• _Fragmento seleccionado_:
◇ ◇ ◇ ◇ ◇
Aparece también de continuo el símbolo del agua. Quieta y dormida en el estanque del jardín, como imagen de melancolía, contrapuesta a la fecunda vitalidad del agua en movimiento: la fuente o la noria del huerto. Aún está lejos un futuro y poderoso símbolo machadiano como el del mar; bajo la forma de la lluvia, por otra parte, traslada al lector la sensación de la monotonía existencial (en “Recuerdo infantil”).  

El poeta prefiere evocar en sus poemas ambientes humildes, decadentes y provincianos. Brilla en ellos, sin embargo, una promesa de esperanza: llega la primavera; por imaginarias galerías se acercan las nuevas ilusiones y, desde cierto apartado del libro (“Del camino”), el peregrinaje pasa a ser la idea recurrente: vivir es caminar. Un camino hacia la muerte (“… Mas Ella no faltará a la cita”), pero también hacia el ensueño (“… Allí te aguardan / las hadas silenciosas de la vida, / y hacia un jardín de eterna primavera / te llevarán un día”): igual que partieron, las ilusiones pueden regresar. 

No falta en Soledades el tema amoroso, normalmente como recuerdo del desengaño (“En el corazón tenía / la espina de una pasión; logré arrancármela un día: / ya no siento el corazón”), pero también como ilusión y anhelo (“¿Eres la sed o el agua en mi camino?”). Y, pese a lo que pueda parecer por lo comentado hasta ahora, tampoco falta el humor, normalmente bajo las formas de la canción y de la copla popular (“¡De amarillo calabaza, / en el azul, cómo sube, / la luna, sobre la plaza!”). 

En definitiva, Antonio Machado abandona toda grandilocuencia en beneficio de una progresiva desnudez y hondura meditativa; menos interesado por el brillo que por la transparencia. Que por dejar como legado, como él mismo escribió, “unas pocas palabras verdaderas”.
◇ ◇ ◇ ◇ ◇
Transcribe del fragmento sobre la poesía de Machado el pasaje comprendido entre "El poeta prefiere" y "ilusiones pueden regresar.", ambos incluidos.

• _Registros de señalamiento_:
◇ ◇ ◇ ◇ ◇
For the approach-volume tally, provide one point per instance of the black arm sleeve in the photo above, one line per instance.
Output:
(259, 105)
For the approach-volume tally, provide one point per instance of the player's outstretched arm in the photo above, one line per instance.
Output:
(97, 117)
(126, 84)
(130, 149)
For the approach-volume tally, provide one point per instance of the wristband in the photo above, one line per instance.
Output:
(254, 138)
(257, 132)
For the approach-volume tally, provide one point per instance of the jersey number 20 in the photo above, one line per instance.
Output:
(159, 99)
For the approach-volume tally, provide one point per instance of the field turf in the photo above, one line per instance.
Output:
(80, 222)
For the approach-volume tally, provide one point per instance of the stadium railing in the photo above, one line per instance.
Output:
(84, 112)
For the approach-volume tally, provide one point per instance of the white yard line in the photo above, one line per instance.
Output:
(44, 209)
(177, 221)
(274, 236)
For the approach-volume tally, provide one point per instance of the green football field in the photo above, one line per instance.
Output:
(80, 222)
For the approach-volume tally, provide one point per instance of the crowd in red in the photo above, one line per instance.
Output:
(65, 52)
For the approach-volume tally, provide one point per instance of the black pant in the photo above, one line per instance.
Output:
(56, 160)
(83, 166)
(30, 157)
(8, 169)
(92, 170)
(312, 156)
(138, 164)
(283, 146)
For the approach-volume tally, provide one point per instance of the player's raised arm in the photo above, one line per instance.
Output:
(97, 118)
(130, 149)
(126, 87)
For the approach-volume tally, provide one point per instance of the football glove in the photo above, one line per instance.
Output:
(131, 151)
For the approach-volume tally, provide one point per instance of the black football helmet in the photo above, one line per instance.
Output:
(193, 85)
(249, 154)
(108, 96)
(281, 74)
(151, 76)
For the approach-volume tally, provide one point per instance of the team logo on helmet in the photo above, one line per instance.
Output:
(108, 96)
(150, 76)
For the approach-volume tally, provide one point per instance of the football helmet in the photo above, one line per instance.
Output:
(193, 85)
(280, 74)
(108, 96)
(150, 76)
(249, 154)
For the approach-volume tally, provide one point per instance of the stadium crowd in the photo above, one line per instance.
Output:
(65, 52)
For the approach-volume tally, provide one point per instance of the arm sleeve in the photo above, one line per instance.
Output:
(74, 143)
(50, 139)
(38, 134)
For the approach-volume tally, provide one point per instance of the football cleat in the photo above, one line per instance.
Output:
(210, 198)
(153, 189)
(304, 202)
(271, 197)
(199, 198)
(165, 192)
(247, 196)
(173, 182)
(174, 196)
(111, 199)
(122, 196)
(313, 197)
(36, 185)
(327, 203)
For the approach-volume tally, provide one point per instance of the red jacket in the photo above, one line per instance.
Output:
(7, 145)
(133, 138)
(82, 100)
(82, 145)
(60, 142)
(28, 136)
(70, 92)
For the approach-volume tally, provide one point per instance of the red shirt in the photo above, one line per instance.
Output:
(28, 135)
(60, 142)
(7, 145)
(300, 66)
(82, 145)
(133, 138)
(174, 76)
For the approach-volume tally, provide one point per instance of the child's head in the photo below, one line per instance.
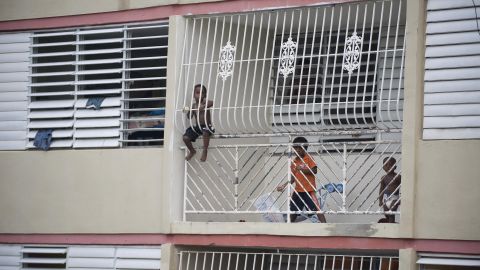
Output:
(199, 91)
(301, 146)
(389, 164)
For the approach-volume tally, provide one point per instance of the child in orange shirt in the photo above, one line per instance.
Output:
(303, 170)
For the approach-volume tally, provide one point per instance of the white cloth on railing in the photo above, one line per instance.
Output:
(265, 203)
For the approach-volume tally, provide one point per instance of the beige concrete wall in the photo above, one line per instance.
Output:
(29, 9)
(81, 191)
(448, 190)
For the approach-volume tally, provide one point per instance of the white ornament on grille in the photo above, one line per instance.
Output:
(227, 56)
(288, 54)
(352, 53)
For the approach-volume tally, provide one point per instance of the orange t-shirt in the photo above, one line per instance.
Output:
(303, 182)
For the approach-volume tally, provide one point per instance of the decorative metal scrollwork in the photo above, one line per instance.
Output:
(288, 54)
(227, 57)
(352, 53)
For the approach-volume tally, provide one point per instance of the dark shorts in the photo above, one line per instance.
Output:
(194, 132)
(302, 200)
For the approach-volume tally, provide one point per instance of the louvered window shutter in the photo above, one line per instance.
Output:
(52, 87)
(452, 73)
(14, 53)
(122, 69)
(10, 256)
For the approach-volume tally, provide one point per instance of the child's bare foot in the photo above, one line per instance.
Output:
(204, 155)
(190, 155)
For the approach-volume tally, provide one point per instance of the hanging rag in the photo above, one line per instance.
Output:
(43, 139)
(94, 103)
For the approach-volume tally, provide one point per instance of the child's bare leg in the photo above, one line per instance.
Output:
(191, 150)
(321, 217)
(206, 142)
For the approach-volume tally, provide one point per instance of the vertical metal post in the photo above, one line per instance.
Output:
(344, 177)
(289, 176)
(185, 182)
(235, 184)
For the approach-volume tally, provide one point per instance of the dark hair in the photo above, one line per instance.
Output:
(390, 160)
(204, 89)
(301, 141)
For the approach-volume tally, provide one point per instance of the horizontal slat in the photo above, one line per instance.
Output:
(13, 106)
(452, 14)
(452, 98)
(43, 261)
(448, 4)
(452, 62)
(452, 50)
(107, 102)
(14, 57)
(445, 134)
(58, 133)
(12, 145)
(96, 82)
(97, 133)
(451, 26)
(99, 92)
(67, 103)
(51, 114)
(13, 115)
(91, 262)
(44, 250)
(10, 250)
(91, 123)
(9, 261)
(13, 96)
(452, 110)
(88, 143)
(14, 76)
(103, 51)
(99, 71)
(137, 264)
(452, 86)
(452, 38)
(452, 122)
(90, 113)
(13, 125)
(452, 74)
(50, 124)
(15, 38)
(13, 67)
(12, 135)
(140, 253)
(100, 31)
(13, 86)
(91, 252)
(56, 143)
(14, 47)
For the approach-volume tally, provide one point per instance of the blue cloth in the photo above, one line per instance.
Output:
(94, 102)
(157, 112)
(43, 139)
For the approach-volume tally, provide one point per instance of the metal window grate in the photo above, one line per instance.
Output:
(238, 182)
(293, 71)
(193, 260)
(124, 66)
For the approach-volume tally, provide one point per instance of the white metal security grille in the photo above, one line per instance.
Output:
(288, 74)
(240, 181)
(196, 260)
(123, 66)
(14, 59)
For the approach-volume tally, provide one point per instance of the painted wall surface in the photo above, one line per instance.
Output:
(448, 190)
(27, 9)
(81, 191)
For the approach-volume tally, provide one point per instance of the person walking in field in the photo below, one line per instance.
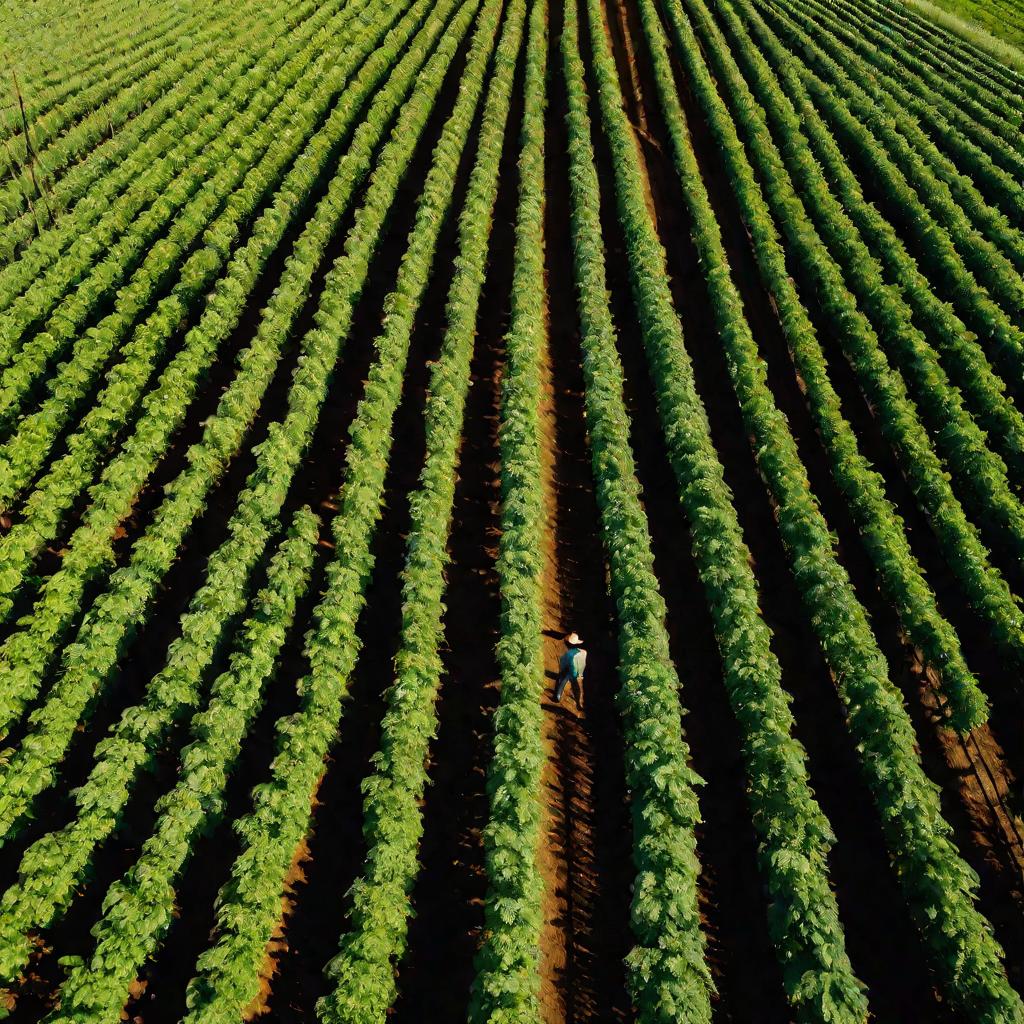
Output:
(570, 669)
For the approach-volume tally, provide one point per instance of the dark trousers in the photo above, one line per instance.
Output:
(577, 684)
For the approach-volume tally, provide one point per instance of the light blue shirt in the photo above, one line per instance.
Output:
(572, 663)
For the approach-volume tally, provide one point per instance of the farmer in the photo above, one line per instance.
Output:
(570, 669)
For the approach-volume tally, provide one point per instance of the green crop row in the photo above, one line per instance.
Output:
(364, 970)
(72, 141)
(111, 167)
(505, 989)
(987, 113)
(158, 160)
(922, 202)
(249, 905)
(253, 165)
(885, 84)
(127, 600)
(980, 470)
(27, 653)
(123, 51)
(968, 364)
(938, 885)
(668, 975)
(877, 518)
(943, 50)
(150, 250)
(898, 419)
(178, 687)
(138, 910)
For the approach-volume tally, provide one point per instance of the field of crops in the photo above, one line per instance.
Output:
(354, 351)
◇ ◇ ◇ ◇ ◇
• _Resultado del ejercicio_:
El poeta prefiere evocar en sus poemas ambientes humildes, decadentes y provincianos. Brilla en ellos, sin embargo, una promesa de esperanza: llega la primavera; por imaginarias galerías se acercan las nuevas ilusiones y, desde cierto apartado del libro (“Del camino”), el peregrinaje pasa a ser la idea recurrente: vivir es caminar. Un camino hacia la muerte (“… Mas Ella no faltará a la cita”), pero también hacia el ensueño (“… Allí te aguardan / las hadas silenciosas de la vida, / y hacia un jardín de eterna primavera / te llevarán un día”): igual que partieron, las ilusiones pueden regresar.